*Task prompt:* Transcribe the entries exactly; images are not part of the copy.

*Material provided:*
———

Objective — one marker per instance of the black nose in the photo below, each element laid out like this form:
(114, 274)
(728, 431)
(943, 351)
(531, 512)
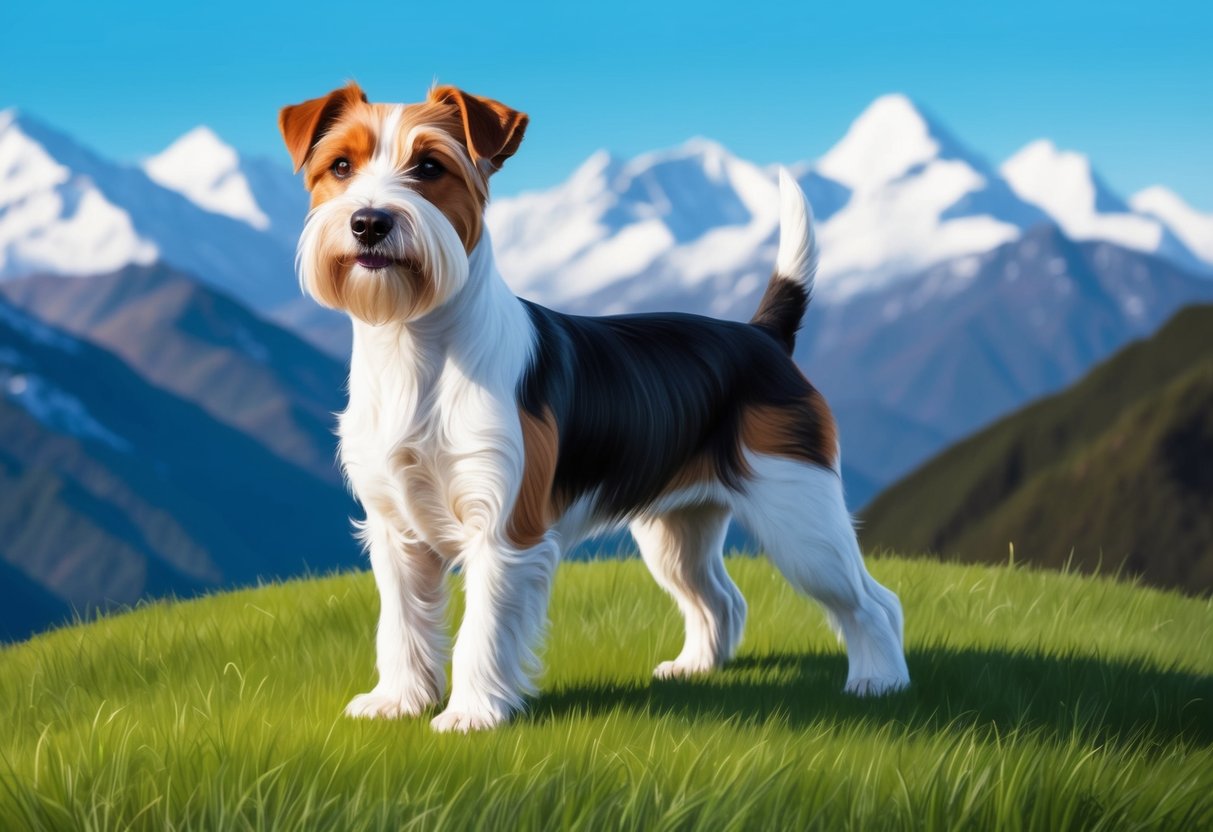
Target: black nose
(370, 224)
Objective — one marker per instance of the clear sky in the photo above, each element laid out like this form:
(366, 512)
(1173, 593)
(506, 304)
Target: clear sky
(1129, 84)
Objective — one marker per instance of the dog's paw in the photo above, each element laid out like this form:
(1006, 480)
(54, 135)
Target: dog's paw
(377, 705)
(876, 687)
(681, 668)
(463, 722)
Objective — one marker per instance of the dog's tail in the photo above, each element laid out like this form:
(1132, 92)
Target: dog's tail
(790, 290)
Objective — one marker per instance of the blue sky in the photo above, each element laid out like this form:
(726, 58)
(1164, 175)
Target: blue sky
(1126, 83)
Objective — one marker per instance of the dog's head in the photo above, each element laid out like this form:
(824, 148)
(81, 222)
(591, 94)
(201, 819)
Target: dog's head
(398, 194)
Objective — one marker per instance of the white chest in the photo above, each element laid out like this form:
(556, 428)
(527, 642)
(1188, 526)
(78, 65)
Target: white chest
(431, 440)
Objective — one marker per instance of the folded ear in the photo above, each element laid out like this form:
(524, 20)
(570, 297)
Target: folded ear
(494, 131)
(302, 125)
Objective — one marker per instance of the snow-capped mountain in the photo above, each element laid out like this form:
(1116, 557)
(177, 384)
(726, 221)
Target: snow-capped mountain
(621, 235)
(212, 175)
(1192, 228)
(918, 197)
(64, 210)
(698, 226)
(1063, 184)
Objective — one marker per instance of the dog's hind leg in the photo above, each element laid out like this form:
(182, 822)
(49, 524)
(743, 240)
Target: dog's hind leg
(684, 552)
(797, 512)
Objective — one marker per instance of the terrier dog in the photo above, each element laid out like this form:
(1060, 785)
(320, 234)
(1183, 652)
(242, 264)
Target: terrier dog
(489, 433)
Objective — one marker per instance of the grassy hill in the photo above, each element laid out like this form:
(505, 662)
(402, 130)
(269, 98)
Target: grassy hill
(1040, 700)
(1117, 469)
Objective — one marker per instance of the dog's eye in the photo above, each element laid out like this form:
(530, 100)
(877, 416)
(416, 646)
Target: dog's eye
(428, 169)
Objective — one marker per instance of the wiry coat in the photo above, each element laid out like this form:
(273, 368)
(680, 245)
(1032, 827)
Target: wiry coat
(490, 433)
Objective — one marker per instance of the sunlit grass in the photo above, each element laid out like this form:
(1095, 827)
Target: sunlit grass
(1040, 701)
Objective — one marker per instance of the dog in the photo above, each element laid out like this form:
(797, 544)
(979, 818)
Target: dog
(488, 433)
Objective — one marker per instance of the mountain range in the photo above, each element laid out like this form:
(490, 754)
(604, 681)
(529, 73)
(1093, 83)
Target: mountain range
(1114, 472)
(115, 489)
(951, 292)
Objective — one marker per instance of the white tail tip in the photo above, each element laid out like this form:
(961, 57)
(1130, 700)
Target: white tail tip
(797, 246)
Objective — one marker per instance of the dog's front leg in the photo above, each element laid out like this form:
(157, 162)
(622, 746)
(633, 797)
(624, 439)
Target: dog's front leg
(410, 643)
(507, 592)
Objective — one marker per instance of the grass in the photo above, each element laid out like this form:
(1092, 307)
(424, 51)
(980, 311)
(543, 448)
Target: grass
(1040, 701)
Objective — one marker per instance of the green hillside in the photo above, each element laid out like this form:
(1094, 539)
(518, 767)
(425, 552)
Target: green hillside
(1116, 471)
(1040, 701)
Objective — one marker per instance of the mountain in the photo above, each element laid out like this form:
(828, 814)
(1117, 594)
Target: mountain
(1063, 184)
(24, 607)
(966, 341)
(918, 197)
(694, 228)
(208, 348)
(212, 175)
(1192, 228)
(922, 241)
(115, 490)
(64, 210)
(1112, 471)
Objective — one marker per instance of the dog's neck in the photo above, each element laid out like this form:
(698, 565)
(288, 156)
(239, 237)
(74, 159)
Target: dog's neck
(483, 335)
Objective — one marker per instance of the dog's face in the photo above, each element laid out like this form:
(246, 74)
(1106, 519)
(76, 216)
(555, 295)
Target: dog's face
(398, 194)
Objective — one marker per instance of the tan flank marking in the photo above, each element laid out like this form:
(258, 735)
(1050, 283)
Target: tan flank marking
(801, 431)
(534, 508)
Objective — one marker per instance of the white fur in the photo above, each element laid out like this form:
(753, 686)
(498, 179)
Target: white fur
(797, 257)
(683, 550)
(798, 514)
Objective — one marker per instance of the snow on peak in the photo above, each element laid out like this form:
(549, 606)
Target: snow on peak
(1195, 229)
(208, 171)
(887, 140)
(53, 216)
(1066, 188)
(1061, 182)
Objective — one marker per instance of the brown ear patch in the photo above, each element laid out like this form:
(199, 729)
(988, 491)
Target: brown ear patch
(493, 131)
(804, 429)
(534, 508)
(303, 124)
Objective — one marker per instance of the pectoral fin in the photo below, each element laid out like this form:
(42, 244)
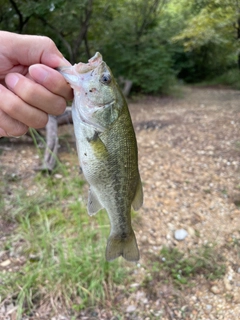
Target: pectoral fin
(138, 199)
(93, 204)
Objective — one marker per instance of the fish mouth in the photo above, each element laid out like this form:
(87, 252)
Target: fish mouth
(92, 64)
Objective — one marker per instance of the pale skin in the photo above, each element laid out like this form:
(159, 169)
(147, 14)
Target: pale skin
(30, 88)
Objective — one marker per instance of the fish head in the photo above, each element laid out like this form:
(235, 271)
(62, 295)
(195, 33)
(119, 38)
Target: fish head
(97, 96)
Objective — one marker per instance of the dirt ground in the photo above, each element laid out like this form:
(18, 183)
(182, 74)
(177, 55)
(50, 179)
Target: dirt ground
(189, 152)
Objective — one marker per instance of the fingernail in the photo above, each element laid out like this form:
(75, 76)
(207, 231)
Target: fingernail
(11, 80)
(2, 133)
(39, 73)
(65, 62)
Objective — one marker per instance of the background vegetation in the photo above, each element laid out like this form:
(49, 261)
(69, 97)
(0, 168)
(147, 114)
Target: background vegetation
(150, 42)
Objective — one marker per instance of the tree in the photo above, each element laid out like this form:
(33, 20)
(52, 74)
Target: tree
(212, 33)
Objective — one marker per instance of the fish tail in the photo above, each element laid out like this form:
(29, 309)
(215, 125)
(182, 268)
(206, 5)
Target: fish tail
(122, 245)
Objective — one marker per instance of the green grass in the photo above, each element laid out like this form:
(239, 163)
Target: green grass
(174, 266)
(63, 248)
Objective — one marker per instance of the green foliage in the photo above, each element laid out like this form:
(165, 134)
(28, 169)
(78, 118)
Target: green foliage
(148, 42)
(210, 39)
(175, 266)
(61, 246)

———

*Result of the exercise:*
Objective — one marker per instance of the black nose in the photo below, each element laid out like this form:
(114, 274)
(728, 431)
(943, 351)
(531, 512)
Target: black nose
(370, 224)
Objective — one marker per instance of the clear sky in the photo above, each element laid out like this form:
(366, 512)
(1173, 593)
(506, 304)
Target: clear sky
(1129, 84)
Objective — one marker per instance of the dog's paw in the photo above, each element laid out like this form:
(1006, 480)
(54, 135)
Target: dog's paw
(377, 705)
(876, 687)
(681, 668)
(463, 722)
Objective — one marker per instance of the dog's tail in the photo above, each element laid out like this form:
(1132, 92)
Target: dog's tail
(790, 290)
Objective — one marker per instance of the blue sky in the photo above, each element laid out like this form:
(726, 58)
(1164, 175)
Target: blue sky
(1126, 83)
Objective — one marker per instance of the dog's head in the photo above, each element laid out like this form:
(824, 148)
(81, 222)
(591, 94)
(201, 819)
Target: dog's head
(398, 194)
Objective — one marker per instance of the white chest in the photo above, each element laid out like this form:
(556, 428)
(527, 642)
(1188, 526)
(78, 65)
Target: white chest
(431, 440)
Objective — one marker per instance of the folded ear in the photo above, each element laid out like this form:
(524, 20)
(570, 297)
Target: folded ear
(494, 131)
(302, 125)
Objective — one marker per instance of the snow-capped mountain in the photo above, each element laid out like this form:
(1116, 557)
(177, 384)
(726, 221)
Target: snow-capped mountain
(621, 235)
(212, 175)
(1192, 228)
(918, 197)
(64, 210)
(698, 226)
(1063, 184)
Objective — one marker per instance of the dog's hind leg in the photo above, each element laid out like this form:
(182, 822)
(49, 524)
(743, 240)
Target: dog's hind leg
(684, 552)
(797, 512)
Objective — one marker per instance of the terrier dog in the photo above, each element laid out like this form:
(1060, 785)
(320, 234)
(1183, 652)
(242, 264)
Target: terrier dog
(489, 433)
Objective — one marker per instance of the grassy hill in the photo above, each element laid out like this form:
(505, 662)
(402, 130)
(269, 98)
Target: grassy hill
(1040, 700)
(1117, 469)
Objective — one marker per instance of the dog's eye in the photo above, each element laid out like this form:
(530, 100)
(877, 416)
(416, 646)
Target: dog's eye
(428, 169)
Objective — one marker per instance of the wiry coat in the photo above, each element laid out like this form:
(273, 368)
(680, 245)
(1032, 827)
Target: wiry coat
(490, 433)
Objective — one marker per instance of the sunlit grass in the photo above, each element laid out like this form:
(1095, 827)
Target: sunlit grass
(1040, 701)
Objective — one marker per instance of the dog in the photo above, each element laid out like this form:
(797, 544)
(979, 818)
Target: dog
(488, 433)
Objective — one marker per instance of the mountain range in the photo above, each element laid out like this form:
(490, 754)
(604, 681)
(529, 73)
(1093, 83)
Target: mountain range
(1114, 472)
(115, 489)
(951, 292)
Objective — one marker per instance of the white tail tip in the photo above, each element laid out like this form:
(961, 57)
(1130, 700)
Target: white tail tip
(797, 246)
Objective — one marker per instance of the dog's front leg in the photo above, each element laid out like this form:
(157, 162)
(622, 746)
(633, 797)
(624, 439)
Target: dog's front leg
(410, 643)
(507, 592)
Objective — one marker per instance of the grass in the photo above, each element laid out like this form:
(1092, 307)
(424, 51)
(980, 311)
(543, 448)
Target: grass
(1040, 701)
Objective — one marker per instance of the green hillside in the photo above, each element laid out like this form:
(1094, 539)
(518, 767)
(425, 552)
Target: green hillside
(1116, 471)
(1040, 701)
Objective — one marker per instance of the mountain in the photo above, each element laid out like this form:
(828, 814)
(1117, 594)
Target: mountain
(1063, 184)
(24, 607)
(966, 341)
(918, 197)
(694, 228)
(208, 348)
(212, 175)
(1192, 228)
(922, 241)
(115, 490)
(64, 210)
(1112, 471)
Objective — one marker per instance of the dog's neck in the photo above, each element laid out like this form:
(698, 565)
(288, 156)
(239, 237)
(74, 159)
Target: dog's neck
(483, 335)
Objective — one marker per instance of the dog's face in the photo above, each element laid out like this form:
(246, 74)
(1106, 519)
(76, 216)
(555, 295)
Target: dog's face
(398, 194)
Objective — one marker per instance of the tan flank marking in the photo above, each element laid out like this form:
(258, 735)
(1050, 283)
Target: tan flank marking
(801, 431)
(534, 508)
Objective — one marker per instance of the white fur in the photo above, each element laid out like this form:
(753, 686)
(498, 179)
Target: white fur
(797, 257)
(683, 550)
(798, 514)
Objective — one marker per instance of the snow on peak in the photo above, each element laid out like this form:
(549, 606)
Target: snow on peak
(1195, 229)
(208, 171)
(887, 140)
(53, 216)
(1066, 188)
(1061, 182)
Objective — one marker per instance of the brown ear patch in the photo above, each element laid out like this form:
(199, 729)
(988, 491)
Target: brown ear patch
(493, 131)
(804, 429)
(534, 508)
(303, 124)
Objective — one marker per instance of the pectoral fin in the photo below, each element laid out like this form:
(42, 244)
Target: pectoral fin
(138, 199)
(93, 204)
Objective — one marker per instance of the fish mouth in the photo above, each element laid out like this form:
(87, 252)
Target: fish mouth
(92, 64)
Objective — one marker per instance of the pale skin in the photo above, each element laid out like this form:
(159, 169)
(147, 14)
Target: pale skin
(30, 88)
Objective — one marker per instance of the fish head in the photo above, each element laid out like this form:
(235, 271)
(62, 295)
(195, 33)
(119, 38)
Target: fish head
(97, 96)
Objective — one marker per instance of the dirt ground in the photo above, each element laid out like this form:
(18, 183)
(182, 74)
(177, 55)
(50, 179)
Target: dirt ground
(189, 152)
Objective — one marker per instance of the fingernail in the photo above, each element laid out like this form:
(75, 76)
(207, 231)
Target: fingernail
(11, 80)
(2, 133)
(39, 73)
(65, 62)
Objective — one marker per instance of the background vegetation in the photo above, each element laid out like this form:
(49, 261)
(69, 97)
(0, 168)
(147, 114)
Target: background vegetation
(150, 42)
Objective — one marker per instance of the tree in the photo above, each element laid out like this form:
(33, 20)
(52, 74)
Target: tree
(212, 33)
Objective — one marker per instance of the fish tail in the photo above, each element laid out like this form:
(29, 309)
(215, 125)
(182, 268)
(206, 5)
Target: fish tail
(122, 245)
Objective — one marker per instance of the green grass in the photo above, each element laid out like this form:
(239, 163)
Target: green grass
(174, 266)
(63, 248)
Objective — one marker per instance of the green foliage in the photo above, each element laid out like this form:
(165, 134)
(28, 169)
(78, 118)
Target: green foliage
(148, 42)
(210, 39)
(175, 266)
(61, 246)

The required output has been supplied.